## WHAT IS NEEDED
Copy the stretch from the line containing "green grass lawn" through the line containing "[0,215,156,315]", substituting "paved street" for "asphalt road" and keeping everything else unchanged.

Items from a labeling collection:
START
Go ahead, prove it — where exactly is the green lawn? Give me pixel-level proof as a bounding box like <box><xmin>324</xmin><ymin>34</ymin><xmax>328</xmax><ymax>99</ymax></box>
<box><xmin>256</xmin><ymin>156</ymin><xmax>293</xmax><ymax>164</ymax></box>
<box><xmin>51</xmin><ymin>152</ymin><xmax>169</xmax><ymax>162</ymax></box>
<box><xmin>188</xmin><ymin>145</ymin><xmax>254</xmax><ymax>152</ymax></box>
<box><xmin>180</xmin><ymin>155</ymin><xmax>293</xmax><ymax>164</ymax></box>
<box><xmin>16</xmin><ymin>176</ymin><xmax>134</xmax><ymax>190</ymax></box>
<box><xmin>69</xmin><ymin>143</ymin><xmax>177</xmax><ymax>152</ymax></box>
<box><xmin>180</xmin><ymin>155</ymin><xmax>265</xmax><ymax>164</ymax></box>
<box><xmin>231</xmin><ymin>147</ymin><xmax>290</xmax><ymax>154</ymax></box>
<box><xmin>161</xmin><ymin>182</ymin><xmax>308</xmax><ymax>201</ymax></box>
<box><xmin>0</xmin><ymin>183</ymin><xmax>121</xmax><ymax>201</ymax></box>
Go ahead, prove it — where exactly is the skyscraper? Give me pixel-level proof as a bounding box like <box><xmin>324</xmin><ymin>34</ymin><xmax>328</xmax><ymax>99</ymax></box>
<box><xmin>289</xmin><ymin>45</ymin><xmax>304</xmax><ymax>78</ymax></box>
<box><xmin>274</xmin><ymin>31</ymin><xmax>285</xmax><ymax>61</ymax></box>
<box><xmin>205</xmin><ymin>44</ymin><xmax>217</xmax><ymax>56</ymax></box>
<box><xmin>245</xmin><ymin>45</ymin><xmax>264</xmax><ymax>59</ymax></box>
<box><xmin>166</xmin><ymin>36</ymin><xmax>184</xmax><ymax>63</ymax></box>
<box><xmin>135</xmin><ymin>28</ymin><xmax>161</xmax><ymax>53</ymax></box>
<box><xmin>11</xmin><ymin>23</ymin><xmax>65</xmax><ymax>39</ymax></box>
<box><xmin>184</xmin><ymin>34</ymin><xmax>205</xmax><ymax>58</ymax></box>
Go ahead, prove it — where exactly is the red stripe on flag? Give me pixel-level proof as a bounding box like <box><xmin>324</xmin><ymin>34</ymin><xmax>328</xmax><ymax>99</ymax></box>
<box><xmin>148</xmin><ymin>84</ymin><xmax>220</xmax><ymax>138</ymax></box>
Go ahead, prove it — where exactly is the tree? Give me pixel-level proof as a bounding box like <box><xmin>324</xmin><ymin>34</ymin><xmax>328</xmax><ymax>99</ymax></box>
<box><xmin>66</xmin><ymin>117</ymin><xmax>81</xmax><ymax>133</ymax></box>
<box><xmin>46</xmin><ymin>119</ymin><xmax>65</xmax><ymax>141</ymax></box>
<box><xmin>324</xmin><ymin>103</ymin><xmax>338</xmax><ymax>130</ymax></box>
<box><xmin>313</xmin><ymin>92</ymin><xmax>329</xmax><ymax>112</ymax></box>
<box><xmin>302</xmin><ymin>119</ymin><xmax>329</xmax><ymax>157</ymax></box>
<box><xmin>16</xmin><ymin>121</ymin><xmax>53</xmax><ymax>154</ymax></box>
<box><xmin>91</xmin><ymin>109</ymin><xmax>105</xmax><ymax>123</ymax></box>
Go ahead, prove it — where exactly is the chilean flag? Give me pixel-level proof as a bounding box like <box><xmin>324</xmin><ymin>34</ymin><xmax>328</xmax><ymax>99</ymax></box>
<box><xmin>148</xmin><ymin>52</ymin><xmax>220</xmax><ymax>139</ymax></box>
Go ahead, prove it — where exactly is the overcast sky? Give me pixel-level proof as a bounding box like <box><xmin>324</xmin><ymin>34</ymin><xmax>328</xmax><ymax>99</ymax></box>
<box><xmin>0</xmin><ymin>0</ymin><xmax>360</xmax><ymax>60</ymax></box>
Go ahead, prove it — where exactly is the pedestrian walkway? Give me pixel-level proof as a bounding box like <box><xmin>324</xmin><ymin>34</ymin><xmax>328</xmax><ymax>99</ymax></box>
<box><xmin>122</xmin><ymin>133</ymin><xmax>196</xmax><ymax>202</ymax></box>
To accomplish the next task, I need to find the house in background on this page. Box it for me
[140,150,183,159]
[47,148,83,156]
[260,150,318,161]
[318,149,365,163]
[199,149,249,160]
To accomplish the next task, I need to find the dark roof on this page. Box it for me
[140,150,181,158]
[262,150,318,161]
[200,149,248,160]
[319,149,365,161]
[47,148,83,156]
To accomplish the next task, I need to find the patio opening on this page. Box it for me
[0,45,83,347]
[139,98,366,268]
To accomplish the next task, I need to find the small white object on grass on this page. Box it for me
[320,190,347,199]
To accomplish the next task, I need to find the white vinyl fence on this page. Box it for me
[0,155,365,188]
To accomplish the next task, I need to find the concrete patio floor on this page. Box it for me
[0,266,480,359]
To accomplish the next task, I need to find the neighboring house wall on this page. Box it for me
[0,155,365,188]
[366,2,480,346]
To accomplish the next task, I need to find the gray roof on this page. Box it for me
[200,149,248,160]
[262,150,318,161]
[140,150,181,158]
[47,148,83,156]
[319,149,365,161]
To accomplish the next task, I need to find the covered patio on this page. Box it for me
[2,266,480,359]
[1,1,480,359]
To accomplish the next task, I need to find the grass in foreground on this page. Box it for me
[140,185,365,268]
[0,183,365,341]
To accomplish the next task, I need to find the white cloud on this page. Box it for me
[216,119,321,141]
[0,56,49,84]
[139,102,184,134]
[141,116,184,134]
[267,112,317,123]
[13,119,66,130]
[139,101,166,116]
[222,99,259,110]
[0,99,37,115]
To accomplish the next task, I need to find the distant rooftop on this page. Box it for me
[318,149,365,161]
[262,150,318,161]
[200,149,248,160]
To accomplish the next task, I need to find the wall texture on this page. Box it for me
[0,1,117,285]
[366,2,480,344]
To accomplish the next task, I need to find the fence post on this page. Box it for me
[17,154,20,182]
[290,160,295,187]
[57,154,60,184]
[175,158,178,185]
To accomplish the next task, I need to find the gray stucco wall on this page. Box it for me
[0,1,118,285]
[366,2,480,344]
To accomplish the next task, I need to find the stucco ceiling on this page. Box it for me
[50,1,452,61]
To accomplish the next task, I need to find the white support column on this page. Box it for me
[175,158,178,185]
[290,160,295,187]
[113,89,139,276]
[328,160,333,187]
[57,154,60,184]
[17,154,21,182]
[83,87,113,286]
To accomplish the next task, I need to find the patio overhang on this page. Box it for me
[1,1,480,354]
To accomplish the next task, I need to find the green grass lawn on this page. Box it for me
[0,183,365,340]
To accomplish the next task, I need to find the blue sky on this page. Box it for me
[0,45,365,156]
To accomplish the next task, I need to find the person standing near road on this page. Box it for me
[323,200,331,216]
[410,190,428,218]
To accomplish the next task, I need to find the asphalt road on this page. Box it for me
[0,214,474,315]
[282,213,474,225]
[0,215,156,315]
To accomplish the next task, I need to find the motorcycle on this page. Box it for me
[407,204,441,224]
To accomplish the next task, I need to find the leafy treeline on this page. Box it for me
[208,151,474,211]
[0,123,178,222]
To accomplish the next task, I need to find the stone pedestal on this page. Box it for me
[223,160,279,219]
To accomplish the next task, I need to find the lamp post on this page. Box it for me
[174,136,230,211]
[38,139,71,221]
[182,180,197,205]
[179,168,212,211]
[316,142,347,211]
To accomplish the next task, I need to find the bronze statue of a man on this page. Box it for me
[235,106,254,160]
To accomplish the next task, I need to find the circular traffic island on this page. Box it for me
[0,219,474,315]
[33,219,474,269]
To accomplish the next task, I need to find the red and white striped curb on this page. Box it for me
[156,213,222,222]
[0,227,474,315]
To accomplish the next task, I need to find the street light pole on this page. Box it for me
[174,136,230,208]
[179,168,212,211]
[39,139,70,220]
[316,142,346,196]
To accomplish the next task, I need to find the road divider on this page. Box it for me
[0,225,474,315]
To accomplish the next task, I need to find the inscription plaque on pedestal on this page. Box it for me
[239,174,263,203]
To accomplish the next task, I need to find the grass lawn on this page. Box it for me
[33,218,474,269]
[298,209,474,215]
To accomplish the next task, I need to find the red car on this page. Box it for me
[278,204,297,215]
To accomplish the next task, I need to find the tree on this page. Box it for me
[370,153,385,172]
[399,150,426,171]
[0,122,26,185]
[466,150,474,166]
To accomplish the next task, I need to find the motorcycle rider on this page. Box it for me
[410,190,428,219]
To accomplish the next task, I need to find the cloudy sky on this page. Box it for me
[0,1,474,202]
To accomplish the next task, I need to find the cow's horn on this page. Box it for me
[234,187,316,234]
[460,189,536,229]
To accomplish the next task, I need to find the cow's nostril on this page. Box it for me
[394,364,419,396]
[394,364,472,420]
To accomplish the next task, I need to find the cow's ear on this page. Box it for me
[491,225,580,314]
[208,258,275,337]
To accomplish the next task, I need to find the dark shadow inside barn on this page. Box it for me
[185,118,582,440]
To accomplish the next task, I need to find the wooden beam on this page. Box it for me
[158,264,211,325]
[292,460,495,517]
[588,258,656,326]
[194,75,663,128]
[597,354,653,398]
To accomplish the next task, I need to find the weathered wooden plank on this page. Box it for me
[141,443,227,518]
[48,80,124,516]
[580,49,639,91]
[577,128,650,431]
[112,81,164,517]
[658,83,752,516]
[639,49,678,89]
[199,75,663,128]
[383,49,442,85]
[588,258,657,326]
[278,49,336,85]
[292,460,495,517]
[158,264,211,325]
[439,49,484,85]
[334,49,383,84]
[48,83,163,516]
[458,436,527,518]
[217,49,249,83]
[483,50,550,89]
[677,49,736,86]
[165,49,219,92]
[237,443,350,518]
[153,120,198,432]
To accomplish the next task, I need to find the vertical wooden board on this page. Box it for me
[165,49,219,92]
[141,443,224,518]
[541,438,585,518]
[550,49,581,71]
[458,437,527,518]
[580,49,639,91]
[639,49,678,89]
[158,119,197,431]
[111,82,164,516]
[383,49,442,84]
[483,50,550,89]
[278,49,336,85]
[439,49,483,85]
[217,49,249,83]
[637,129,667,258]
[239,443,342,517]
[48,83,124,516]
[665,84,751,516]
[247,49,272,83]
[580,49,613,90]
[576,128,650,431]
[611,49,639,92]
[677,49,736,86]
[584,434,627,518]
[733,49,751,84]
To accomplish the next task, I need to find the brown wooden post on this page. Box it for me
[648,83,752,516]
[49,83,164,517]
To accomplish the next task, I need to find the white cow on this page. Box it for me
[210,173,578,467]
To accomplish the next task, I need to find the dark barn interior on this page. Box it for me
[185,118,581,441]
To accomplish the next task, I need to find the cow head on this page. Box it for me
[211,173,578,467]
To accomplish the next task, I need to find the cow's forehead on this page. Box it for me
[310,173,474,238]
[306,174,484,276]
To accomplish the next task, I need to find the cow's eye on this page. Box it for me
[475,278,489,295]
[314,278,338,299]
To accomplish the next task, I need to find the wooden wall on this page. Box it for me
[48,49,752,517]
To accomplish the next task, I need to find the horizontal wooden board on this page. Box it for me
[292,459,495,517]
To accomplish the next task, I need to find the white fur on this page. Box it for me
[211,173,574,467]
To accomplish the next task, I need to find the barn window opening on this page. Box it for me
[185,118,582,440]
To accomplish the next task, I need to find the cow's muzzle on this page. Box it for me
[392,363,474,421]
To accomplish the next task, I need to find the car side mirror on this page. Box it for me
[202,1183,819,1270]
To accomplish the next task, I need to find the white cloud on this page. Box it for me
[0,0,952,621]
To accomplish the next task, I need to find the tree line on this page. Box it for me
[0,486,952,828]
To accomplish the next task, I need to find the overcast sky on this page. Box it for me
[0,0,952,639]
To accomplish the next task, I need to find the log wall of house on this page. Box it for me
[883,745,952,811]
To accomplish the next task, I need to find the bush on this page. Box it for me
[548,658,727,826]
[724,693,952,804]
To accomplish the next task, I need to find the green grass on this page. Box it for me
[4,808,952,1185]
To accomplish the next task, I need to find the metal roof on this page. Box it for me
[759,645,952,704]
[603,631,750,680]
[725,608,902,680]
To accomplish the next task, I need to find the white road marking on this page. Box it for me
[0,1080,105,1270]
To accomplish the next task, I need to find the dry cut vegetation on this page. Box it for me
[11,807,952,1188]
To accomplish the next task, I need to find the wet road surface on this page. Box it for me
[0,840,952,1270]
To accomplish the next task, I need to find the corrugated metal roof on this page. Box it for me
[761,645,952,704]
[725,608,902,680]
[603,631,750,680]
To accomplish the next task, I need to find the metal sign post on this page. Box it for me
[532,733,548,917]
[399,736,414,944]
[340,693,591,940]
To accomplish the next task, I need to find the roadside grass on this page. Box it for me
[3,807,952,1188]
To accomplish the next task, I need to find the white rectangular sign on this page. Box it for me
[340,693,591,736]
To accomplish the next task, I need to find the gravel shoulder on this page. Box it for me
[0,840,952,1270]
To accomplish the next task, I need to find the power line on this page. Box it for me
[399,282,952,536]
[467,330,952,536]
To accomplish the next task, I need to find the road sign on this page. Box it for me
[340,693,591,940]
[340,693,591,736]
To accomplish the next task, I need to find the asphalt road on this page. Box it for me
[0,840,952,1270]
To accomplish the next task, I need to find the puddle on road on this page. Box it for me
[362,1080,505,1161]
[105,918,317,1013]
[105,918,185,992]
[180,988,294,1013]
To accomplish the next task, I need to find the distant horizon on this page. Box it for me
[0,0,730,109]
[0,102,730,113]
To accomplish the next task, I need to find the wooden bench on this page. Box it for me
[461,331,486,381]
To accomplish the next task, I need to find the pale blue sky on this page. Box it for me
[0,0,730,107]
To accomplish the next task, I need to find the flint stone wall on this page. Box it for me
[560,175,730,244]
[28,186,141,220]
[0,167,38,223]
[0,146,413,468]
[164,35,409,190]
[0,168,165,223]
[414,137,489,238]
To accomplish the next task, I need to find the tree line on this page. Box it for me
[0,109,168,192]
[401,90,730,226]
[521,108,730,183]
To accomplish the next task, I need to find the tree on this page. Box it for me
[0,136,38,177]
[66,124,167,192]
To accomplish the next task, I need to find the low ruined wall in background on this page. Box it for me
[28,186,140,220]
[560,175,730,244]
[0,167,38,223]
END
## ANSWER TO THIS TASK
To accomplish the next task, I need to find the green grass lawn on this page. Box it for me
[0,183,365,340]
To accomplish the next task, I need to find the blue sky on this page. Box it for me
[0,45,365,156]
To accomplish the next task, I need to find the person standing near road on this page. Box it for me
[323,200,331,216]
[410,190,428,218]
To accomplish the next task, I need to find the paved street on this page. Box it for me
[0,214,474,315]
[282,213,474,225]
[0,215,156,315]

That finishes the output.